----- Texte à lire -----

Le théâtre est pour lui « un lieu possible d'interrogation et d'expérience de l'humain »[10]. Ses pièces révèlent en effet que notre rapport au réel comporte une part d'imagination et de croyance[11]. Dans cette écriture, la représentation du réel (objectif ou subjectif, intime ou collectif) est toujours liée à un travail sur la perception[12], perception des personnages et perception du spectateur.

Dans Pôles, Mon ami (2001) et Grâce à mes yeux (2002), Joël Pommerat met en scène des personnages ordinaires confrontés à la réalisation de soi et à la création artistique comme mode possible d'existence. L'alternance entre passé et présent, entre rêve et réalité et le trouble des personnages face au monde qui les entoure laissent sentir l'étrangeté du réel. Le travail est aussi au centre de La Grande et Fabuleuse Histoire du commerce (2011) qui représente des vendeurs à domicile, la théâtralité de leur métier et ses abus de confiance.

De même que Cet enfant (2006) autour du thème de la parentalité, Cercles/Fictions qui entremêle huit histoires aux époques et aux enjeux différents et La Réunification des deux Corées qui propose une mosaïque d'une vingtaine de fragments amoureux, la forme séquencée de Je tremble (1 et 2) permet un jeu d'échos et de contrepoints qui ouvre le sens pour le spectateur[13].

----- Données extraites -----

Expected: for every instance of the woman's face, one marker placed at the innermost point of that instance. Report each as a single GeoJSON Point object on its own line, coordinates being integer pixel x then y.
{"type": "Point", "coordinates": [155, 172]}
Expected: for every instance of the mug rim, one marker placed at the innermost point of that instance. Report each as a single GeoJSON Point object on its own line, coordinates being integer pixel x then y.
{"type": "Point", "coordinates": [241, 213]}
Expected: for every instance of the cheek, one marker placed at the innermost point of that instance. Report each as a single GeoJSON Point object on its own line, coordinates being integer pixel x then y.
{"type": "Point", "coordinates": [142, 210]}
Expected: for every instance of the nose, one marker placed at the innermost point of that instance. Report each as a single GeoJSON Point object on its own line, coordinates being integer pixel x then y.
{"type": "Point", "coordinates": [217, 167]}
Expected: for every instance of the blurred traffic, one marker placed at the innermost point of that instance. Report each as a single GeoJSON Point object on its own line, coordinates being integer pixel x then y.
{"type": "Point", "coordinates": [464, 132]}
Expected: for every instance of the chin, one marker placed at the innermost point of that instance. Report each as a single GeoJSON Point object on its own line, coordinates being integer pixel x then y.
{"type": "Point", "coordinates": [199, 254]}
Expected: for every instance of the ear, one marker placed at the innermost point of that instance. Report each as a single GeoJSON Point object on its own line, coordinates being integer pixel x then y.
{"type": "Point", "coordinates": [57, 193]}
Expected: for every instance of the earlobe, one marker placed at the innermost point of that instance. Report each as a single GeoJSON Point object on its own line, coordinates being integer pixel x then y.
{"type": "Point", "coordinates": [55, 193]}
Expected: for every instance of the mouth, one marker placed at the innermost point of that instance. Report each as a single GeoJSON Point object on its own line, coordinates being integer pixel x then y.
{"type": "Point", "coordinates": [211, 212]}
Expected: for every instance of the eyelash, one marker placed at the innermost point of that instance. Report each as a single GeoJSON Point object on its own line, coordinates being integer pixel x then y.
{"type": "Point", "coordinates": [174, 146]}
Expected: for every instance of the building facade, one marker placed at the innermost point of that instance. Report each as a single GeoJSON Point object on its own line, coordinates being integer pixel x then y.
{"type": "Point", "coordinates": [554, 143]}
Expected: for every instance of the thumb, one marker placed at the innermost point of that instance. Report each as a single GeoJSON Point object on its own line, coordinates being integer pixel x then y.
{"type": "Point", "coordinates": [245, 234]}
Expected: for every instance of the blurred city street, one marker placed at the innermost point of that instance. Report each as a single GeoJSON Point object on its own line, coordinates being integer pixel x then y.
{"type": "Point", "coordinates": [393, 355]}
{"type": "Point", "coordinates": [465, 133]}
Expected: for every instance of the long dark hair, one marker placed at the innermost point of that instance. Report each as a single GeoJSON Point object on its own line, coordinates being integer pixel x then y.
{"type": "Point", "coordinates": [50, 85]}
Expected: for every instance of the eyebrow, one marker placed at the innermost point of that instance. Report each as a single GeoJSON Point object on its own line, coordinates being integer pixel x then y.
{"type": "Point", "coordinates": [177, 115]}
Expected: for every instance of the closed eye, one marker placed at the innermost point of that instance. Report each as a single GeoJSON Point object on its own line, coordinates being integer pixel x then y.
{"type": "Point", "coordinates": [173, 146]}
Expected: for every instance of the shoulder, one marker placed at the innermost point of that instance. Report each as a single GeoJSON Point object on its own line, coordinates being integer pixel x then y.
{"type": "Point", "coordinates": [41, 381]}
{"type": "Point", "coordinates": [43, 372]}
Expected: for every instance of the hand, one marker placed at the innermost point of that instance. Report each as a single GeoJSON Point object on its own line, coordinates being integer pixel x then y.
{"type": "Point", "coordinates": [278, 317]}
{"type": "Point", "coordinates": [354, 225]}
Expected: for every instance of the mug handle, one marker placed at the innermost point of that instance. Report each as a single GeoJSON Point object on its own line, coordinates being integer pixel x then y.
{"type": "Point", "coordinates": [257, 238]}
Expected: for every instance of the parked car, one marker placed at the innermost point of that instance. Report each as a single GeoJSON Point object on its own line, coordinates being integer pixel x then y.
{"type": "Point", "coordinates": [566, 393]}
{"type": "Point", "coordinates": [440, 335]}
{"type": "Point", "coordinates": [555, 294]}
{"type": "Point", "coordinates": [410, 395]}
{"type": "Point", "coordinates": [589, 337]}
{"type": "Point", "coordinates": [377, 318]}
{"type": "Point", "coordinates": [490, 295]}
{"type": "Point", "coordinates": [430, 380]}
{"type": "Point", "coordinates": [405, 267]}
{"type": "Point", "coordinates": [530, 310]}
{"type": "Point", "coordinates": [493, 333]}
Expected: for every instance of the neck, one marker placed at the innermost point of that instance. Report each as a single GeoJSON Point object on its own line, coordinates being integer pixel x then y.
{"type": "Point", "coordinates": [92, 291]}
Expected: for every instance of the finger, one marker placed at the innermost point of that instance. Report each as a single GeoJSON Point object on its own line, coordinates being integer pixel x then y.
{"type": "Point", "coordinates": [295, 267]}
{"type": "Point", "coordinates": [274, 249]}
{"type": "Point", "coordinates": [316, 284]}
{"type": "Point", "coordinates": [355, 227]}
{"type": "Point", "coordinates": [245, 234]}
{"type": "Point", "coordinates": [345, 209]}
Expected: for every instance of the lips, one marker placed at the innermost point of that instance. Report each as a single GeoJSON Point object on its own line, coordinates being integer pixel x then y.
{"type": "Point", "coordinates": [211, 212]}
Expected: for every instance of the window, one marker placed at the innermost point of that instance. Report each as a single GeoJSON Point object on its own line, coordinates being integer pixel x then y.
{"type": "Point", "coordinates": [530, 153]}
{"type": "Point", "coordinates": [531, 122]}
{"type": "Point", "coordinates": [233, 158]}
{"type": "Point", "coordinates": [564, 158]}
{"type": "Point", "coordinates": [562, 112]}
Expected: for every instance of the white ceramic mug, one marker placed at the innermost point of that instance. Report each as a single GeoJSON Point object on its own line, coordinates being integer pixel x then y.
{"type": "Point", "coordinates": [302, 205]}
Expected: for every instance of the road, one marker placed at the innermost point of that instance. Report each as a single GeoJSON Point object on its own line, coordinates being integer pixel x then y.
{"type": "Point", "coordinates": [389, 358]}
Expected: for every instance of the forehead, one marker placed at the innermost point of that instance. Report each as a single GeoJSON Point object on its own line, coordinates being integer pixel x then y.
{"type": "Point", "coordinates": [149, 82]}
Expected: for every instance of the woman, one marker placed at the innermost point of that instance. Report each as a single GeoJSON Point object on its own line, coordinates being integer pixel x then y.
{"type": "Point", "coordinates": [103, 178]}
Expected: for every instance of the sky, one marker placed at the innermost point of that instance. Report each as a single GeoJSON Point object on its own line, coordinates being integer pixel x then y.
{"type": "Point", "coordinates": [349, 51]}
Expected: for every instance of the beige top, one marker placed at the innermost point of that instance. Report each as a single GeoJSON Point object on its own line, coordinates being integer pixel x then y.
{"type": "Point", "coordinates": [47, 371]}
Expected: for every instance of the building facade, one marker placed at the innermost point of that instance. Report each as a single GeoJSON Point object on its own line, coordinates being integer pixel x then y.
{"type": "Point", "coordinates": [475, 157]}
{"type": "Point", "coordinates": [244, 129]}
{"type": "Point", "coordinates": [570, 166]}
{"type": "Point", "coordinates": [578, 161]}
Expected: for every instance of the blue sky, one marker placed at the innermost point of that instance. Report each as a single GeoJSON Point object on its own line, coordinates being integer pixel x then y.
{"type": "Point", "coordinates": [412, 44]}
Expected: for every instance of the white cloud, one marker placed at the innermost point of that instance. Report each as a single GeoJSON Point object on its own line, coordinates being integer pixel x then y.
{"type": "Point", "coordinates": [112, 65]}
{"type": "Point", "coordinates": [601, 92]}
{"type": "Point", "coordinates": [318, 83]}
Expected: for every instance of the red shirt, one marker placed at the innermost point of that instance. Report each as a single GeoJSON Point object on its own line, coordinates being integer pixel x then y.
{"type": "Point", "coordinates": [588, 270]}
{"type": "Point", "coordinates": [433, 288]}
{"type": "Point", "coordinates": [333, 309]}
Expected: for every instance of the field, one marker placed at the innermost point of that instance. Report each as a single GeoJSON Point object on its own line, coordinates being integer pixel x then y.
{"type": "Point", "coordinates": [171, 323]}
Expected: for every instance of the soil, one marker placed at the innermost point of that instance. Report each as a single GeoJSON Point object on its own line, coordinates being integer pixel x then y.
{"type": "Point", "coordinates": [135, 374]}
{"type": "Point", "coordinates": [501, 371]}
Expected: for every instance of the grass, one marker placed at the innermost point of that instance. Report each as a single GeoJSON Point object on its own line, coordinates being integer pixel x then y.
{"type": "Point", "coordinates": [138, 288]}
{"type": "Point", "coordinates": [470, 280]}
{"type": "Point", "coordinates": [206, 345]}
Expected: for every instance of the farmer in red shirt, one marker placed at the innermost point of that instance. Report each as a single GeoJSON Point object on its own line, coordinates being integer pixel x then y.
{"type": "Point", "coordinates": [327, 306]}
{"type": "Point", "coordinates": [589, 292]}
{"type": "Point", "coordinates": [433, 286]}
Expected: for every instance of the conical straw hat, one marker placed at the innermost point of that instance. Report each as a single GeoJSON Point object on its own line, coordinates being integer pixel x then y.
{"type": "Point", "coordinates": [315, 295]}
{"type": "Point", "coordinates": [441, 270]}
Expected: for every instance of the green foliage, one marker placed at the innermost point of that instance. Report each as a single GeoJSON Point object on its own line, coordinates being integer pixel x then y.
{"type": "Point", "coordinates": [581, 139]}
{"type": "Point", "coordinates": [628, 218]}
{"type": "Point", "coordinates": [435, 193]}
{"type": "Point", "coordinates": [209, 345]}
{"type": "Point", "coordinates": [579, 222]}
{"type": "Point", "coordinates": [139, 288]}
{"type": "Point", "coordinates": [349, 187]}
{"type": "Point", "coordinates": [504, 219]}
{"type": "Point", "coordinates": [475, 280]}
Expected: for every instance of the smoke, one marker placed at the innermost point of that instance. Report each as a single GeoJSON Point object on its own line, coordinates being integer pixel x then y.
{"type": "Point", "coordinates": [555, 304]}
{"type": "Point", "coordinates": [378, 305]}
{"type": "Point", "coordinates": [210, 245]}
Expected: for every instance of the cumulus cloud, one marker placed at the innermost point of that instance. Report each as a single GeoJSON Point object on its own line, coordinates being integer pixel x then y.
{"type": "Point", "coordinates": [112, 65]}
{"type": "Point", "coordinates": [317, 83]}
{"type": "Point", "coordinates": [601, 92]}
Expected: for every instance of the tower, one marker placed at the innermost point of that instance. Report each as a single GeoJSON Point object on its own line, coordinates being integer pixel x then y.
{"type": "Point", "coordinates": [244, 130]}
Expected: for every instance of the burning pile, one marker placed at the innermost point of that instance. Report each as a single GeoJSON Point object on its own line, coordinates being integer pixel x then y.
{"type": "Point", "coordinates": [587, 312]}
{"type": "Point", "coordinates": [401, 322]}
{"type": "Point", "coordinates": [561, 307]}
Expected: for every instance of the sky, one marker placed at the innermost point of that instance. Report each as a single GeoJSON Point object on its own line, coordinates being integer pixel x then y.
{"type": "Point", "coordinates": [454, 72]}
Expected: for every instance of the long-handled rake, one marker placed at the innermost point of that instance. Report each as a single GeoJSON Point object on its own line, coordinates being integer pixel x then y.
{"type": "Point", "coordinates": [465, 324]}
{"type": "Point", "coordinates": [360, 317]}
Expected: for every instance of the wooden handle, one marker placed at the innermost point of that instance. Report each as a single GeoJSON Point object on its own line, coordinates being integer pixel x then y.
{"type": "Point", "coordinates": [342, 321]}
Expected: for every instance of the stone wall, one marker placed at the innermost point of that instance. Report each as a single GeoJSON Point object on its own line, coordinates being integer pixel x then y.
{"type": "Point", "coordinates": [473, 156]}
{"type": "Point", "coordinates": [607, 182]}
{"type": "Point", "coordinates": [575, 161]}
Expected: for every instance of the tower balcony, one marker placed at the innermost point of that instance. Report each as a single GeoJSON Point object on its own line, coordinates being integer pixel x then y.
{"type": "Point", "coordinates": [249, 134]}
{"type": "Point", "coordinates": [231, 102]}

-----

▶ Consignes de l'exercice
#1 Recopiez le passage du texte sur le théâtre de Joël Pommerat allant de « De même que » jusqu'à « pour le spectateur[13]. » inclus, en substituant « série » à « mosaïque ».
#2 Indiquez si chacune de ces affirmations est conforme au texte sur le théâtre de Joël Pommerat, par oui ou non, en citant les mots du texte qui tranchent : (a) Grâce à mes yeux date de 2002 ; (b) Cercles/Fictions entremêle dix histoires ; (c) La Grande et Fabuleuse Histoire du commerce représente des vendeurs à domicile.
Les enregistrements n'ont aucun rôle dans cet exercice.

▶ Les réponses
#1
De même que Cet enfant (2006) autour du thème de la parentalité, Cercles/Fictions qui entremêle huit histoires aux époques et aux enjeux différents et La Réunification des deux Corées qui propose une série d'une vingtaine de fragments amoureux, la forme séquencée de Je tremble (1 et 2) permet un jeu d'échos et de contrepoints qui ouvre le sens pour le spectateur[13].

#2
(a) Oui : « Grâce à mes yeux (2002) ».
(b) Non : « Cercles/Fictions qui entremêle huit histoires ».
(c) Oui : « La Grande et Fabuleuse Histoire du commerce (2011) qui représente des vendeurs à domicile ».